[Start]
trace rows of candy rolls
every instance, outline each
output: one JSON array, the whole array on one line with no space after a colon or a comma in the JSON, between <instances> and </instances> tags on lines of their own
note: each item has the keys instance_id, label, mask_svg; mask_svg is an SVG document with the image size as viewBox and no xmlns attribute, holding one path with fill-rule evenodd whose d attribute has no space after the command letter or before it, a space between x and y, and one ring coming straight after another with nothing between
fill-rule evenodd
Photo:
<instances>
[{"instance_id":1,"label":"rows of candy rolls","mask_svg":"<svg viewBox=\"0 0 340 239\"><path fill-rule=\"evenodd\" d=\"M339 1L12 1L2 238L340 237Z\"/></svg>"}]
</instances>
[End]
[Start]
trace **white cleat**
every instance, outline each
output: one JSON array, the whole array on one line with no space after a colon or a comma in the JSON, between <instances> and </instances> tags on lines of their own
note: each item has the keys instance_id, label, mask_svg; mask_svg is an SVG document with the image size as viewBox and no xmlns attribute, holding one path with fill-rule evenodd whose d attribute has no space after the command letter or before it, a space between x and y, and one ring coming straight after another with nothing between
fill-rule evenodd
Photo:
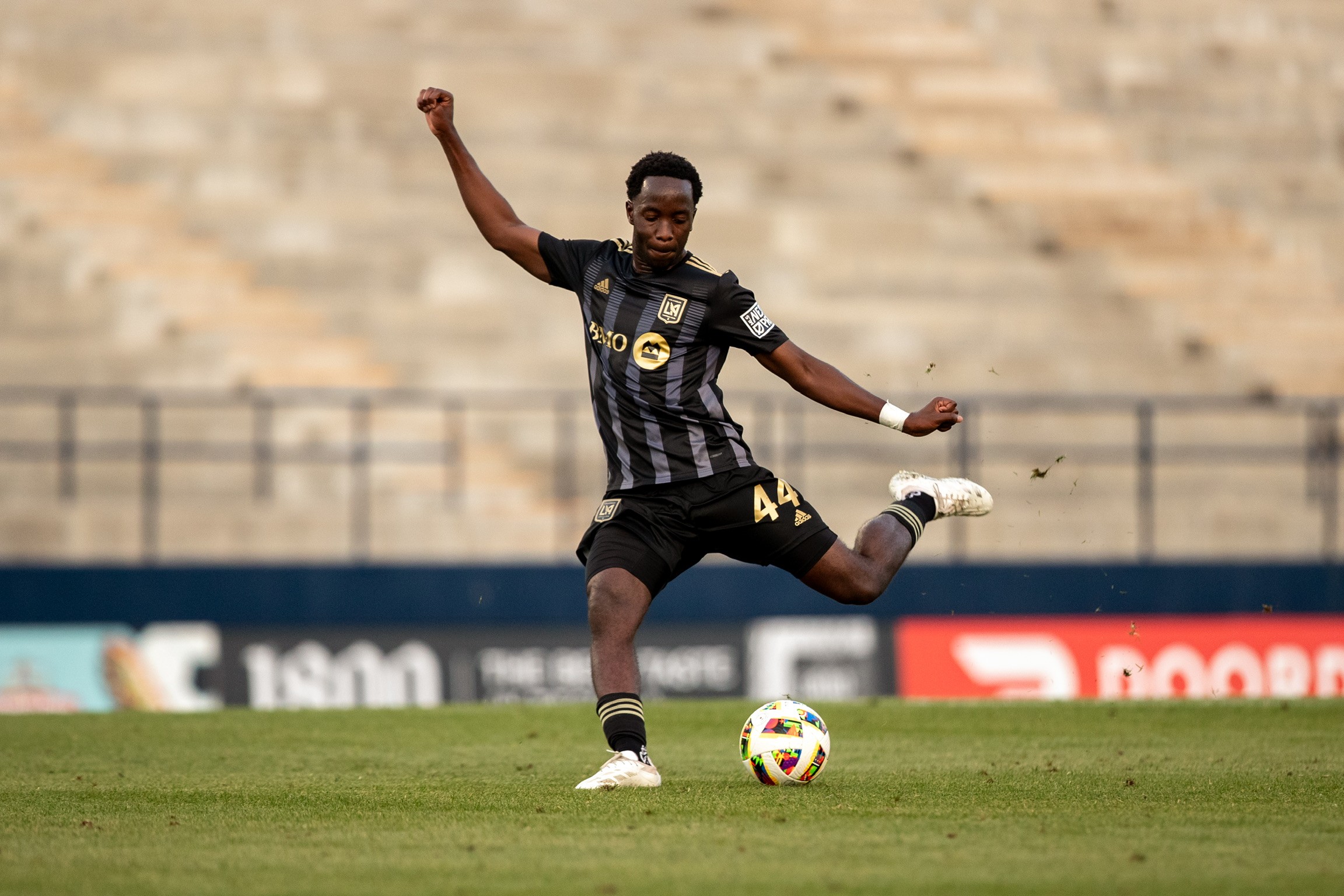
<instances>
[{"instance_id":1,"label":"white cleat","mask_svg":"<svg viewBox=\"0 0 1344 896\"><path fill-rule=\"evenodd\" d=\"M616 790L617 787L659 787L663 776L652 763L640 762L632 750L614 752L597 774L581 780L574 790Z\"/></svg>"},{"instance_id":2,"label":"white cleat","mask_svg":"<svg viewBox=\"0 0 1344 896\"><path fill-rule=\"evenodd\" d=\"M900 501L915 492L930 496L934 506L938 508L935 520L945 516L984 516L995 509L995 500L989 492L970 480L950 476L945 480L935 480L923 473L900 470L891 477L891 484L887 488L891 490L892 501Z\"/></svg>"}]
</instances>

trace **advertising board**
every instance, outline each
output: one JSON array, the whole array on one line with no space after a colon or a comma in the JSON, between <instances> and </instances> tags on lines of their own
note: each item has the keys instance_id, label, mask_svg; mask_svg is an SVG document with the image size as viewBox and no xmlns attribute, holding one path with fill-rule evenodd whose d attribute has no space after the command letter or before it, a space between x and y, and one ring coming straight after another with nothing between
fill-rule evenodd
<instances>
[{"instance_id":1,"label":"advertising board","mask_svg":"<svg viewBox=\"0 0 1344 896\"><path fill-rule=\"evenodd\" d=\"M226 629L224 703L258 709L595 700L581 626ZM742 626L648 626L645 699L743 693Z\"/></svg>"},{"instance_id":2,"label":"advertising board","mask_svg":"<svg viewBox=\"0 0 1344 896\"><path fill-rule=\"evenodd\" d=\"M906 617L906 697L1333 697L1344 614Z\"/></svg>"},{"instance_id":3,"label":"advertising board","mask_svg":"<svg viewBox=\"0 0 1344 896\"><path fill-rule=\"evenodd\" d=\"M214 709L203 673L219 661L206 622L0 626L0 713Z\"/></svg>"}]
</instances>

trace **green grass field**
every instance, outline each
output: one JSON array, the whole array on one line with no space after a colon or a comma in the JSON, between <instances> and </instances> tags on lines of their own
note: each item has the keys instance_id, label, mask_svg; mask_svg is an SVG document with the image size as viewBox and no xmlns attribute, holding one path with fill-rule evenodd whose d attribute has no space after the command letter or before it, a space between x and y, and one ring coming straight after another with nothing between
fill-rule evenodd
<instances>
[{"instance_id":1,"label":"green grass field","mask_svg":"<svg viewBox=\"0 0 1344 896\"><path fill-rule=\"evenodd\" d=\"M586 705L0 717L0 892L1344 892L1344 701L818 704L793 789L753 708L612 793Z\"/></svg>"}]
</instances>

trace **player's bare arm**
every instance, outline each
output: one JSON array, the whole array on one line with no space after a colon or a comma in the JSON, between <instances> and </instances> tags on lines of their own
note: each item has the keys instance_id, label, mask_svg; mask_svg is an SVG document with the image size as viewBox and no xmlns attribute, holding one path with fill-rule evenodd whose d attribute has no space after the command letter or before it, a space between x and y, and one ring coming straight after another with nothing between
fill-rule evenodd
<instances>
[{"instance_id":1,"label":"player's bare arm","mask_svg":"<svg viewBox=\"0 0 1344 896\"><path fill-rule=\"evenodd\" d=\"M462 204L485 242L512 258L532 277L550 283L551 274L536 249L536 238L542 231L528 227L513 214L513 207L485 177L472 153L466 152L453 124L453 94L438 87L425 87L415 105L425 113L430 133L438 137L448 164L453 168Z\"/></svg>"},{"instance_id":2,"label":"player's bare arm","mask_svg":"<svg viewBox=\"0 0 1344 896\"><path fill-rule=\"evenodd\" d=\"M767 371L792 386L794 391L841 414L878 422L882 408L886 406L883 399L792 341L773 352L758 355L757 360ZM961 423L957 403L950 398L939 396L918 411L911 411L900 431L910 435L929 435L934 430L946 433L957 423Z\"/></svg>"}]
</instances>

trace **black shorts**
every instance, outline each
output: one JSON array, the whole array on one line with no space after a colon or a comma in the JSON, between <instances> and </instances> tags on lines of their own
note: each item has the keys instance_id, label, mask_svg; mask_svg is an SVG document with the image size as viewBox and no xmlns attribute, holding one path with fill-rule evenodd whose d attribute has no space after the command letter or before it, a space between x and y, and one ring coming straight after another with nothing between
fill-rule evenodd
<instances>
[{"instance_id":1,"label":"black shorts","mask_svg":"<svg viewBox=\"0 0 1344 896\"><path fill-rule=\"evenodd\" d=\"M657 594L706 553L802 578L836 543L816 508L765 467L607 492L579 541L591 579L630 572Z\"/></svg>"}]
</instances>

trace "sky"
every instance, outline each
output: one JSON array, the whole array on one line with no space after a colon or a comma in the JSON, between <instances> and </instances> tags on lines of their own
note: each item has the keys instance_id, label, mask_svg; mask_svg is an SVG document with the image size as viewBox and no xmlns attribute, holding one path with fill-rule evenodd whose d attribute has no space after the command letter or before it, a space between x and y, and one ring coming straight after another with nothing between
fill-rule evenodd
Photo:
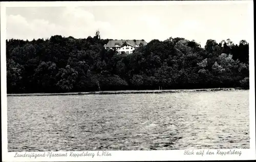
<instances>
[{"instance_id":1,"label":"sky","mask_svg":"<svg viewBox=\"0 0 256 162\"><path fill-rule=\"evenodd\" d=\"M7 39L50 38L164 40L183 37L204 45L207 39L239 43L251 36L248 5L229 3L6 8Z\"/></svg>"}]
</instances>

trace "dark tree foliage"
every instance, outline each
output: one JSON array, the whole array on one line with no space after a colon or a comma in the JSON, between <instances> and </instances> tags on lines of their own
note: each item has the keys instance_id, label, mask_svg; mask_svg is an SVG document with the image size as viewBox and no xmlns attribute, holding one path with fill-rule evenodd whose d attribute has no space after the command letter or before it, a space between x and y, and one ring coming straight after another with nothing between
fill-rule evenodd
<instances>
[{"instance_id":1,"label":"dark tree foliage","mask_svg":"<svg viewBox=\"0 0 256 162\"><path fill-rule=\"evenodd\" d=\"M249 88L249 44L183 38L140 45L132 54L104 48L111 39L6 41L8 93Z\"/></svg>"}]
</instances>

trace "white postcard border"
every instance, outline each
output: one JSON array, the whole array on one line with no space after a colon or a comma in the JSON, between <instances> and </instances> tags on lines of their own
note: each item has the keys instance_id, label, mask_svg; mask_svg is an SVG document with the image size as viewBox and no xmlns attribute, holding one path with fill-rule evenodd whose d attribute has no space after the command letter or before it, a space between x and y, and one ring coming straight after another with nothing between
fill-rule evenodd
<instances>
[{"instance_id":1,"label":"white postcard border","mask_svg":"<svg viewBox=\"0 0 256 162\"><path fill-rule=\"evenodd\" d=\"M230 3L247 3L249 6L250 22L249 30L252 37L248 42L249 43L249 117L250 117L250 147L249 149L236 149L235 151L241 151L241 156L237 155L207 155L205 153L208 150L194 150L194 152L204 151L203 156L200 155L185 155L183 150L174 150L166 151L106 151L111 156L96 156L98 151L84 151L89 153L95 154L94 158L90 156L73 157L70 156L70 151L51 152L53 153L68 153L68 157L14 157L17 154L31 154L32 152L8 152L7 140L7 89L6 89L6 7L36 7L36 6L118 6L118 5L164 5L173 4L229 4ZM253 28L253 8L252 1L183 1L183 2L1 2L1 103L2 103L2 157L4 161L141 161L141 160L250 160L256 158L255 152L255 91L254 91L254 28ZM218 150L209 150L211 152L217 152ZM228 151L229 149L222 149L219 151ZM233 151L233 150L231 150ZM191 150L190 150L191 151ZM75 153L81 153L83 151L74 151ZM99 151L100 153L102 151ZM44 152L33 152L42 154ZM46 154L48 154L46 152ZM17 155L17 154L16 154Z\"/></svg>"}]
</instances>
[End]
■ SET EXERCISE
Count the lines of the records above that contain the word "trace", treating case as significant, and reply with only the number.

■ WRITTEN RESPONSE
9